- [Exercise]: Each line of the data has to be retyped exactly as it is.
(Records to process)
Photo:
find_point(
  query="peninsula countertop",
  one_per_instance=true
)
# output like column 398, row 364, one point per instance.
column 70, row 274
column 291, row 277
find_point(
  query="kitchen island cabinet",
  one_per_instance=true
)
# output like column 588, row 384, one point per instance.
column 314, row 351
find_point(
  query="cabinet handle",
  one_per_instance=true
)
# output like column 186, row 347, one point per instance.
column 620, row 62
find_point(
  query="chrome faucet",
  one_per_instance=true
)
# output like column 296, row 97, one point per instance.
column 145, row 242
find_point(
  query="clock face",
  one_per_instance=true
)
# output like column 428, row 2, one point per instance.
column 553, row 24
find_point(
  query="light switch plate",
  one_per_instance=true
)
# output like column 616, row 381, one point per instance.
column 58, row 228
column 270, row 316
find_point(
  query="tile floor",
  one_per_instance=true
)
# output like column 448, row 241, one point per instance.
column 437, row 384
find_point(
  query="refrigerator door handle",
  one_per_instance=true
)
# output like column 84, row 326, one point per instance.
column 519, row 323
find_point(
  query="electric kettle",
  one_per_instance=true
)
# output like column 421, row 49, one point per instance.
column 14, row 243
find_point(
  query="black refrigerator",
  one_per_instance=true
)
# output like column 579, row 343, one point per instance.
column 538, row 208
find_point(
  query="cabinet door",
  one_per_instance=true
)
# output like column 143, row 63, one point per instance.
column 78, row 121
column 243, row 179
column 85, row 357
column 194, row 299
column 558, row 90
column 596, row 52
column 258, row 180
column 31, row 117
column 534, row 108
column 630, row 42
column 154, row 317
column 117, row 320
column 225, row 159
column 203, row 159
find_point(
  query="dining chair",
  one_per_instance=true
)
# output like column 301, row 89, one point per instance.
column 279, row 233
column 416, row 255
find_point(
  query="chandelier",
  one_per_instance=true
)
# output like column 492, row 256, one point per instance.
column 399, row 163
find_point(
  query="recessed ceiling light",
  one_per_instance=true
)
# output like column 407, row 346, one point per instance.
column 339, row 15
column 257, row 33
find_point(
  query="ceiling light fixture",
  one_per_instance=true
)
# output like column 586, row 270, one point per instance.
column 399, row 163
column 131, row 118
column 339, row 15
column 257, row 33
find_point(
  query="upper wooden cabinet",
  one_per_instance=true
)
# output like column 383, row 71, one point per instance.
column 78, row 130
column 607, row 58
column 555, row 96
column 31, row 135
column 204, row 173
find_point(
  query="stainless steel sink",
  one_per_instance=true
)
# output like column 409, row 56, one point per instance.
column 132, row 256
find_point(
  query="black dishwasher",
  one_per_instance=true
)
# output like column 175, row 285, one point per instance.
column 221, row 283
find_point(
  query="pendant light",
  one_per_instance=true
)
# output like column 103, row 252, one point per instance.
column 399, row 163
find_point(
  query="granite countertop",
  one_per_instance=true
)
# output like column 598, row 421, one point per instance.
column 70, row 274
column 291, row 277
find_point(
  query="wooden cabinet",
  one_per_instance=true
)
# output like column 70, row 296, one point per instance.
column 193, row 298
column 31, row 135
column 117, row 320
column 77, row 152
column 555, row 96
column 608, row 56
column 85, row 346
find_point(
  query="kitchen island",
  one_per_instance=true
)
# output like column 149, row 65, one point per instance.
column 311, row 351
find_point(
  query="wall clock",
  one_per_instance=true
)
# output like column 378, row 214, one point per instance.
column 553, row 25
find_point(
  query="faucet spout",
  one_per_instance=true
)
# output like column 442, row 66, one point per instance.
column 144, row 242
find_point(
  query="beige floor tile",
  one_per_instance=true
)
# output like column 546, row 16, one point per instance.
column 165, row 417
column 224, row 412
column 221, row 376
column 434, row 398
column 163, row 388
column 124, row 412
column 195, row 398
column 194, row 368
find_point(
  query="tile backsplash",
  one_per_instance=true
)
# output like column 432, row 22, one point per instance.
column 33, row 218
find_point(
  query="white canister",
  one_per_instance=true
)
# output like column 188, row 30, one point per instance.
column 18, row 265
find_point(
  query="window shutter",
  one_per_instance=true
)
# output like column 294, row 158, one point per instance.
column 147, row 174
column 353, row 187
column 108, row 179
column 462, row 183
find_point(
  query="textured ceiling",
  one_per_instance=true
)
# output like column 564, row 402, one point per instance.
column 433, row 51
(End Records to process)
- [Solution for this exercise]:
Photo:
find_point(
  query="peninsula countertop",
  one_per_instance=true
)
# output like column 398, row 364, one point per instance.
column 70, row 274
column 291, row 277
find_point(
  query="kitchen island cabinet",
  one_per_instance=true
)
# output like column 588, row 384, one point per instance.
column 314, row 351
find_point(
  query="cabinet handle",
  one_per_instance=true
)
# output like column 186, row 347, one point per instance.
column 620, row 62
find_point(
  query="chrome faucet",
  one_per_instance=true
)
# output like column 296, row 97, one point per instance.
column 145, row 242
find_point(
  query="clock face",
  one_per_instance=true
)
# output like column 428, row 2, one point per instance.
column 553, row 24
find_point(
  query="light switch plate",
  one_per_instance=true
)
# output like column 616, row 381, one point per instance.
column 58, row 228
column 270, row 316
find_point(
  query="tile floor",
  one_per_instance=true
)
# output like column 448, row 241, one point per instance.
column 437, row 384
find_point(
  query="refrigerator door handle",
  one_per_instance=true
)
# output like column 84, row 326, one point per instance.
column 519, row 323
find_point(
  query="electric kettle",
  one_per_instance=true
)
# output like column 421, row 49, one point per instance.
column 14, row 243
find_point(
  query="black refrigerator",
  one_per_instance=true
)
# output like column 579, row 343, one point per instance.
column 538, row 208
find_point(
  query="cabinet door",
  one_per_instance=true
)
# output like column 143, row 63, one point per instance.
column 78, row 121
column 243, row 179
column 85, row 357
column 194, row 299
column 558, row 90
column 596, row 52
column 258, row 180
column 31, row 117
column 534, row 108
column 630, row 42
column 154, row 317
column 117, row 320
column 225, row 159
column 203, row 159
find_point(
  query="dining chair",
  one_per_instance=true
)
# output like column 301, row 89, one point per instance.
column 279, row 233
column 416, row 255
find_point(
  query="chandelier",
  one_per_instance=true
)
# output like column 492, row 256, one point per instance.
column 399, row 163
find_point(
  query="recessed ceiling light",
  one_per_instance=true
)
# output like column 407, row 346, one point per instance.
column 339, row 15
column 257, row 33
find_point(
  query="ceiling light fixture",
  one_per_instance=true
)
# output like column 586, row 270, one point per instance.
column 399, row 163
column 131, row 118
column 339, row 15
column 257, row 33
find_point(
  query="upper wooden cabinet",
  one_per_instance=true
)
# output like column 383, row 71, one point per instance.
column 78, row 130
column 607, row 58
column 555, row 96
column 31, row 135
column 204, row 173
find_point(
  query="stainless steel sink",
  one_per_instance=true
)
# output like column 409, row 56, one point per instance.
column 132, row 256
find_point(
  query="black dishwasher",
  one_per_instance=true
)
# output like column 175, row 285, one point per instance.
column 221, row 283
find_point(
  query="pendant light",
  one_per_instance=true
)
# output like column 103, row 252, one point per instance.
column 399, row 163
find_point(
  query="granite countertop",
  one_per_instance=true
)
# output like column 598, row 421, one point per instance.
column 70, row 274
column 291, row 277
find_point(
  query="wooden cabinet",
  one_per_instance=true
)
# output like column 70, row 296, one point per instance.
column 193, row 298
column 31, row 135
column 117, row 320
column 77, row 152
column 555, row 96
column 608, row 56
column 85, row 346
find_point(
  query="kitchen island",
  one_per_instance=true
)
# output like column 149, row 65, one point per instance.
column 311, row 351
find_point(
  query="wall clock",
  one_per_instance=true
)
# output like column 378, row 214, one point per instance.
column 553, row 25
find_point(
  query="faucet spout",
  one_per_instance=true
)
# output like column 442, row 66, one point per instance.
column 144, row 242
find_point(
  query="beige floor tile",
  one_per_instance=true
)
# output like column 546, row 16, one point per instance.
column 165, row 417
column 224, row 412
column 221, row 376
column 434, row 398
column 163, row 388
column 124, row 412
column 195, row 398
column 194, row 368
find_point(
  query="tile backsplash",
  one_per_instance=true
)
# output like column 432, row 22, one point per instance.
column 33, row 218
find_point(
  query="white canister",
  one_per_instance=true
)
# output like column 188, row 30, one point per instance.
column 18, row 265
find_point(
  query="window shutter",
  one_per_instance=true
)
# output like column 294, row 158, one point per instance.
column 147, row 174
column 353, row 187
column 108, row 179
column 462, row 183
find_point(
  query="textured ceiling",
  one_per_instance=true
)
# output like column 564, row 402, one point per instance.
column 433, row 51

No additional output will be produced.